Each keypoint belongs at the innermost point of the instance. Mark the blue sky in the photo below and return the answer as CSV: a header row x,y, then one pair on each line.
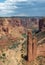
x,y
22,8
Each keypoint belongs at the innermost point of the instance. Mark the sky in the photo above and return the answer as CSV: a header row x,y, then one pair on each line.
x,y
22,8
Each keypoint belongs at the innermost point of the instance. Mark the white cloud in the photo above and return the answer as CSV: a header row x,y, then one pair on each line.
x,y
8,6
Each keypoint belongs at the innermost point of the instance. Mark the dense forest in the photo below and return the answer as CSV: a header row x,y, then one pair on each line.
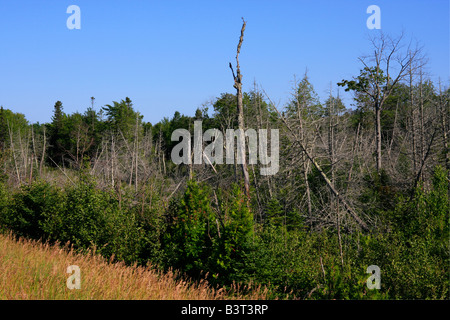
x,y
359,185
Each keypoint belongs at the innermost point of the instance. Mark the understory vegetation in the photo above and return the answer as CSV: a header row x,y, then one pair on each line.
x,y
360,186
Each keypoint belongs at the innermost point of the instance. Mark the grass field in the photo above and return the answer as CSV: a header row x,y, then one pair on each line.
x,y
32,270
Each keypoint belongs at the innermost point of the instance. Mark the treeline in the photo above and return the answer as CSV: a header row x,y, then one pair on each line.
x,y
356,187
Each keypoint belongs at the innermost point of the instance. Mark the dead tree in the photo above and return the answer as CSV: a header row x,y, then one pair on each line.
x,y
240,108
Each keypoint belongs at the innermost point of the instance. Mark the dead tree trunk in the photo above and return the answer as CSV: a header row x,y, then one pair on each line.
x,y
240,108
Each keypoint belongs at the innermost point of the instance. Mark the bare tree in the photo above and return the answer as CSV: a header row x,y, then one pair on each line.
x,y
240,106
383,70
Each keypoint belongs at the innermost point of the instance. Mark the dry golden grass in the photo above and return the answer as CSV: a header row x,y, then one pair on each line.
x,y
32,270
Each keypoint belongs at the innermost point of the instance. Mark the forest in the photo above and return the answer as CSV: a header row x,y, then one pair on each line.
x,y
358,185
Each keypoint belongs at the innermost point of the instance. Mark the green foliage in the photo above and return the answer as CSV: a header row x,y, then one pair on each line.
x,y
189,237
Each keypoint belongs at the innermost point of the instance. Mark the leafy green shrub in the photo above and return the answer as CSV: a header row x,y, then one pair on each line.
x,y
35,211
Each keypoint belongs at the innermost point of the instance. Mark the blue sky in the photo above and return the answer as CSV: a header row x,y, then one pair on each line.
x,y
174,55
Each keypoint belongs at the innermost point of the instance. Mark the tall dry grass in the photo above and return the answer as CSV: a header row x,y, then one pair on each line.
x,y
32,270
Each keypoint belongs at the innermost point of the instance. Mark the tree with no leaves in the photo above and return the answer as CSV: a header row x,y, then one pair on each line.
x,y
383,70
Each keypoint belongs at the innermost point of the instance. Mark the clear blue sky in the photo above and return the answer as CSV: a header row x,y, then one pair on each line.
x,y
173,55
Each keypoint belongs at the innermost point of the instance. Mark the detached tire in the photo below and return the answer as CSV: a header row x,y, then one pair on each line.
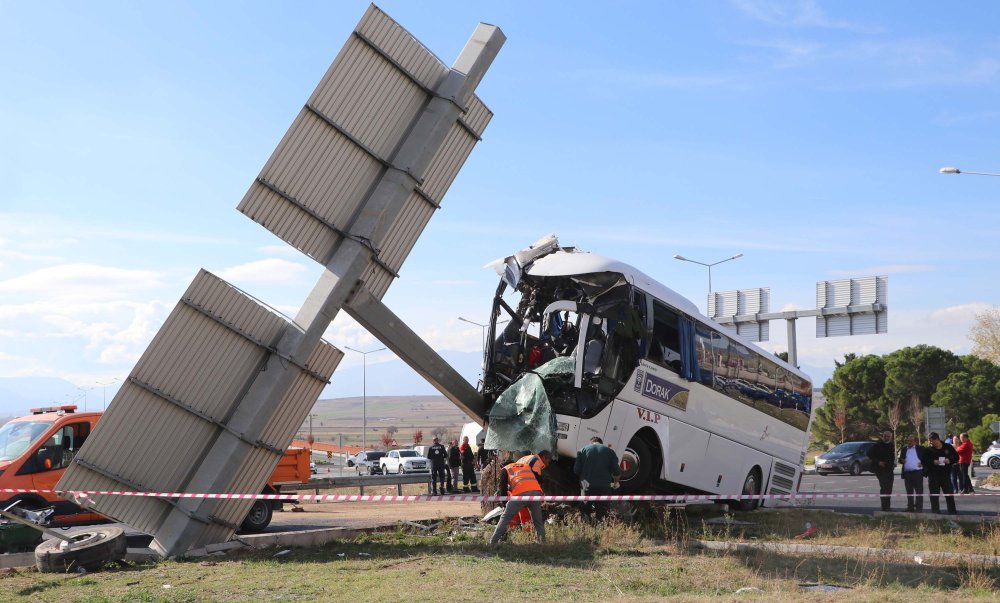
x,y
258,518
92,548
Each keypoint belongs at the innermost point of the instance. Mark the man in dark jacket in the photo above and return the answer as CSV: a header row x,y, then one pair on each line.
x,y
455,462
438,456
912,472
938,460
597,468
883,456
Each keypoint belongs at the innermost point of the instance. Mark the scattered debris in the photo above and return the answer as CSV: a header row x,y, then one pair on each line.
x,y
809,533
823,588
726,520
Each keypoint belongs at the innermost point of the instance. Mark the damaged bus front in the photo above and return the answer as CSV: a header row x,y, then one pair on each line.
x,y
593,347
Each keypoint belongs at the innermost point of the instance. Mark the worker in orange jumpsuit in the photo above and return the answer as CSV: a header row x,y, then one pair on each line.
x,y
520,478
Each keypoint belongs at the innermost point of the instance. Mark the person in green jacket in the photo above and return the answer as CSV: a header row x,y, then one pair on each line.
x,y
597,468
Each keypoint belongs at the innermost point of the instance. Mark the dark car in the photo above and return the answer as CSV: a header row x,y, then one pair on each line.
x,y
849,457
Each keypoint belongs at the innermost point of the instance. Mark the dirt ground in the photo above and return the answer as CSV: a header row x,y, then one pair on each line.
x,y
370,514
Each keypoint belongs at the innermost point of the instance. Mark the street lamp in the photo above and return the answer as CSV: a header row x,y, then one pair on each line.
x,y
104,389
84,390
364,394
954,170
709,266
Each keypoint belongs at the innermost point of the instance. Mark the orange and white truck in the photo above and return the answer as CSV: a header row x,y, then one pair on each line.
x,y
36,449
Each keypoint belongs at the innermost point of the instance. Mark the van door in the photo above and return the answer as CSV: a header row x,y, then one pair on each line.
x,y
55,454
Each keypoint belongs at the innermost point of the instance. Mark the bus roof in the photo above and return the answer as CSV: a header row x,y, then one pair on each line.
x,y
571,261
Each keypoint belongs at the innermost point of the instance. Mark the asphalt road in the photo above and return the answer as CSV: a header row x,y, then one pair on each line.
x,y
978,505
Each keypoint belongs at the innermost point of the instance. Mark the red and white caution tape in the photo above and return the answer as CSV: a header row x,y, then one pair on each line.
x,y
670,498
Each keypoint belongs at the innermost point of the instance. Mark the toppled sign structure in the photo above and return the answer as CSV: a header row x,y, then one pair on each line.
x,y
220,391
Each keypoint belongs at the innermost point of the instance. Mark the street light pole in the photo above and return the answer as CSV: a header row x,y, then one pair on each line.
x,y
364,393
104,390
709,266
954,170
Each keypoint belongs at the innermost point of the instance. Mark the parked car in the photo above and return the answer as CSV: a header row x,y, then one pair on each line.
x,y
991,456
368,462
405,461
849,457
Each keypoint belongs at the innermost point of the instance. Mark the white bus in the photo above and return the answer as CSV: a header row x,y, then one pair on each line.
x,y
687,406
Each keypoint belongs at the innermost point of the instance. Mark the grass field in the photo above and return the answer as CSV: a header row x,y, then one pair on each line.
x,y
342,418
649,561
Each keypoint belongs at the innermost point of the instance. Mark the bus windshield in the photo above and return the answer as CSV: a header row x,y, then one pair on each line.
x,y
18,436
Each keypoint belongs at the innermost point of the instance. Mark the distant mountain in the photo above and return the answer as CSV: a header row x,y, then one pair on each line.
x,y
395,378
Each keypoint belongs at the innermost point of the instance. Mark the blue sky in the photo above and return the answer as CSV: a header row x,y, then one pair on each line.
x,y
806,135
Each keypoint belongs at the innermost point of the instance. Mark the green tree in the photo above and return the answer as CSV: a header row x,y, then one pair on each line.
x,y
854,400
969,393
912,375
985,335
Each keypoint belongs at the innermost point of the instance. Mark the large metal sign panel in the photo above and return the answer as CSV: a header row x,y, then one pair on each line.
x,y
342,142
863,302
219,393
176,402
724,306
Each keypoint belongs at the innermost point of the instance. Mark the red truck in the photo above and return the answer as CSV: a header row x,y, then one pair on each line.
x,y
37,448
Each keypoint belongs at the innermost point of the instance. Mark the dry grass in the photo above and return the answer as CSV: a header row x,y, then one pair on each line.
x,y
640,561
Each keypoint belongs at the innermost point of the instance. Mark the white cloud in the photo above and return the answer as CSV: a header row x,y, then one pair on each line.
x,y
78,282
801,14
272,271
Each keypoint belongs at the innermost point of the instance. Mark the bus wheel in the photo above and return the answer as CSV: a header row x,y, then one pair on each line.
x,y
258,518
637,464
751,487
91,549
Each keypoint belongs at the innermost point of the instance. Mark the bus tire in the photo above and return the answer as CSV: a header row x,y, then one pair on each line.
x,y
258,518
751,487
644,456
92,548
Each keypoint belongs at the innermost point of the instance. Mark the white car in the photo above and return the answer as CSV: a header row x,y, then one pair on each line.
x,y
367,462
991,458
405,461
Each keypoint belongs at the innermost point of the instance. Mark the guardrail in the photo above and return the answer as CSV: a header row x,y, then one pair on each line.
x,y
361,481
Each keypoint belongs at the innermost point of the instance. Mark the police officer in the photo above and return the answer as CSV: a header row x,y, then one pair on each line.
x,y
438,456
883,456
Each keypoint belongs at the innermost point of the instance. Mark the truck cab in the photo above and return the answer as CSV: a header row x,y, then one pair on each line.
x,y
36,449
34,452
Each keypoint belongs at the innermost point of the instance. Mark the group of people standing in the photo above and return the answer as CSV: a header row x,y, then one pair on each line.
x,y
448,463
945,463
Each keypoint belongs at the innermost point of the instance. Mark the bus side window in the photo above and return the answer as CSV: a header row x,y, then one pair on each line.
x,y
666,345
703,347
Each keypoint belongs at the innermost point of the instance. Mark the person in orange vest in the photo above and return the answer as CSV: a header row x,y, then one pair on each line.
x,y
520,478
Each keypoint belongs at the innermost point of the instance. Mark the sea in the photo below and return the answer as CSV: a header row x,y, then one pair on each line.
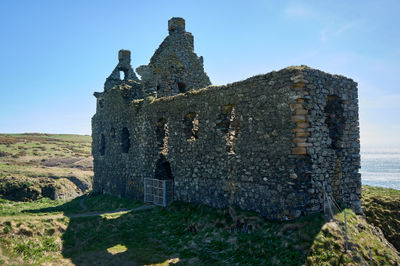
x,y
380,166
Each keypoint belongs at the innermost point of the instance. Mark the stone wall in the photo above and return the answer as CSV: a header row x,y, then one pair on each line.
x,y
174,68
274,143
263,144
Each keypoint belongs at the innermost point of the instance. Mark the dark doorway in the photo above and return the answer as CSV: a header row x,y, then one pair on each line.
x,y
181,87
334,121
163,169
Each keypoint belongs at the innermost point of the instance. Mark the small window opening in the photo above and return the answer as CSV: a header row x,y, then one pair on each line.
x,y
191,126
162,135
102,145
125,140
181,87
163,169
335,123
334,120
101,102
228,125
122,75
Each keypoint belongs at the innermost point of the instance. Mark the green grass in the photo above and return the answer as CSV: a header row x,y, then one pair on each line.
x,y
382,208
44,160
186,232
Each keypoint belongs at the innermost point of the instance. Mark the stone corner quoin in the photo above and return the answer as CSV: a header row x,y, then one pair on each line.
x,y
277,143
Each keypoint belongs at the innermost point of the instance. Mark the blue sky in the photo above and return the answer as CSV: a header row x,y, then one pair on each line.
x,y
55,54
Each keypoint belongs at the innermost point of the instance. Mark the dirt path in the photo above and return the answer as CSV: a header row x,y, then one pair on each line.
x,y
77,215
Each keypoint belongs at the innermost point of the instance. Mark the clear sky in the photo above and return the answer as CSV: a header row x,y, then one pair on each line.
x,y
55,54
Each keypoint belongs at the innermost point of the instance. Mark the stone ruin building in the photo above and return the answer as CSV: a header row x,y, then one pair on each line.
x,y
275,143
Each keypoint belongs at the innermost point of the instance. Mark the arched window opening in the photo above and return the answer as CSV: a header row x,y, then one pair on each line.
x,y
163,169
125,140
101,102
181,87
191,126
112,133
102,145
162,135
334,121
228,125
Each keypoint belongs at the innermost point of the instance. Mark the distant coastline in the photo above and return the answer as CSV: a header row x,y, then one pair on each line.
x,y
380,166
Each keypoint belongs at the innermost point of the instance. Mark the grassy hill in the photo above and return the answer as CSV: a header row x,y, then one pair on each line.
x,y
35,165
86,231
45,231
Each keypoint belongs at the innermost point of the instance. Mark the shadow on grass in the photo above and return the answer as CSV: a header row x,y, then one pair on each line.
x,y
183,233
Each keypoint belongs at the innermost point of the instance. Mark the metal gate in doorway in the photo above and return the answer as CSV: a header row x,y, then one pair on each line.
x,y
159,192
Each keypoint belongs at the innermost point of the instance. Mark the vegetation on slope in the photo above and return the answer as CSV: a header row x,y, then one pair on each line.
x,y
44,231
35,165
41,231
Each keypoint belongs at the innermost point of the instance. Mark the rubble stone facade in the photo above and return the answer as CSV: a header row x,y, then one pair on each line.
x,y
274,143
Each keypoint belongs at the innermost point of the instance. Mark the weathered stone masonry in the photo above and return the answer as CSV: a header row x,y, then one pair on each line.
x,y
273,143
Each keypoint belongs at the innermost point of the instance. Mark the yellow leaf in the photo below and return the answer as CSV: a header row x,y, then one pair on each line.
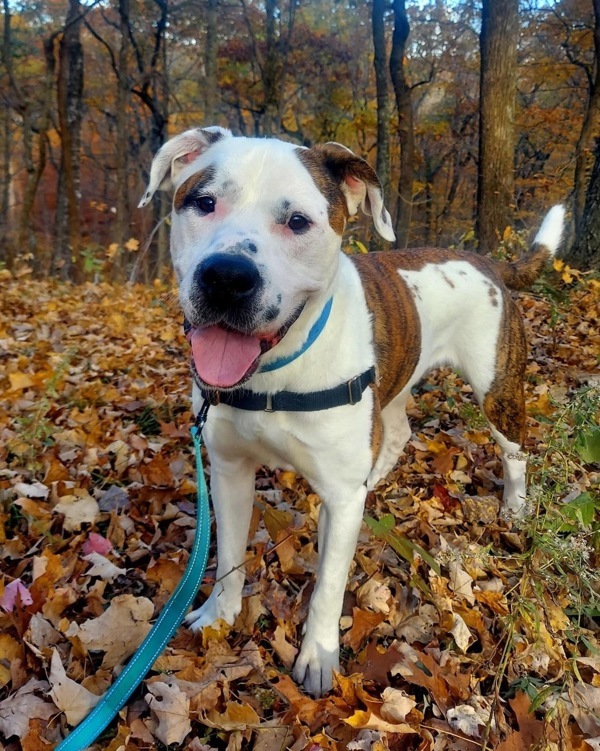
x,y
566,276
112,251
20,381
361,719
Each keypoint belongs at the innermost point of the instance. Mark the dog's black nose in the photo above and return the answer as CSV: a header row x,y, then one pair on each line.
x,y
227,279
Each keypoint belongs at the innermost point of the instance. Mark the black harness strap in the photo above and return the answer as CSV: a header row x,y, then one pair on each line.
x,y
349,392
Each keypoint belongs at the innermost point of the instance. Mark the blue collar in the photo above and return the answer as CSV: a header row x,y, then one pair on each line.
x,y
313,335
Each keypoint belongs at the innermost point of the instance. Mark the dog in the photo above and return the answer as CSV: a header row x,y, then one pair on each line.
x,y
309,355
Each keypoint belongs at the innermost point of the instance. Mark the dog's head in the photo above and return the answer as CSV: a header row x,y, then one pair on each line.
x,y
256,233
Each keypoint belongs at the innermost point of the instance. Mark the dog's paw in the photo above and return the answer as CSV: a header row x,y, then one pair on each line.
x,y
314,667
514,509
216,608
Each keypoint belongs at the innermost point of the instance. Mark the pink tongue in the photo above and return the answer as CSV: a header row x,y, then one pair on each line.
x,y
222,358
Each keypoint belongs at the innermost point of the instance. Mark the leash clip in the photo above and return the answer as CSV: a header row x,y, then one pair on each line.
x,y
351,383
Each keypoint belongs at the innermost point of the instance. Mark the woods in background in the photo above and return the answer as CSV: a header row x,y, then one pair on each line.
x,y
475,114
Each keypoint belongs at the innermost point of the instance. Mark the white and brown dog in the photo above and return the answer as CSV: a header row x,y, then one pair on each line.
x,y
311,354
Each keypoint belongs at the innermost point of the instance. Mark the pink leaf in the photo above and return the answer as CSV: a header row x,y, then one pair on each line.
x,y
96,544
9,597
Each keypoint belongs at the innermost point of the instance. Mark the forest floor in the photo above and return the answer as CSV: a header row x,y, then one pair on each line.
== == ==
Lines from the one with "the dog's head" through the last line above must be printed exactly; no other line is to appear.

> Exercise output
Each keypoint belongs at the innermost point of the instance. Mark the dog's head in the photo above and return the answer as CSV: a header row x,y, then one pair on each line.
x,y
256,233
Each keypoint belongs at the innermost point of the instance. Mark the dog's paw in the photo above and return the answer as CSV: a header row x,y, then one pair on each line.
x,y
314,667
514,509
216,608
Each keypoint belongs at the innermost point of the instance. Mark the pink tongue in the photo above and return the answer as CSV: a header row x,y, then one pair on each line.
x,y
222,358
Each keypoint belongs at the innermost point of the instance. Mark the leash clip in the photo above and return the answer as CSV: a header row x,y, then one pair on each line.
x,y
351,383
Each keypoint belongs at the innermost point of the instance. Mark the woods in background in the photo above and return the answer as CSV: a header row x,y, then one pair on each line.
x,y
475,114
Each keypoint belongs at the innermost point of the instance. Mark the white and brown dog in the photo above and return the answer as CSV: a header row x,y, then one pair on each line.
x,y
311,354
Each keypoint belongs at the innermost point of the instance. Mark the pink leaf in the photo above and return the answer as CSV: a header row x,y, then one pair on each line.
x,y
96,544
9,597
Each keypoint belongs at the innermost point of the instance. Mark the forest floor in the photo above and return the answer as CSV: a header row x,y, then one pair on each line.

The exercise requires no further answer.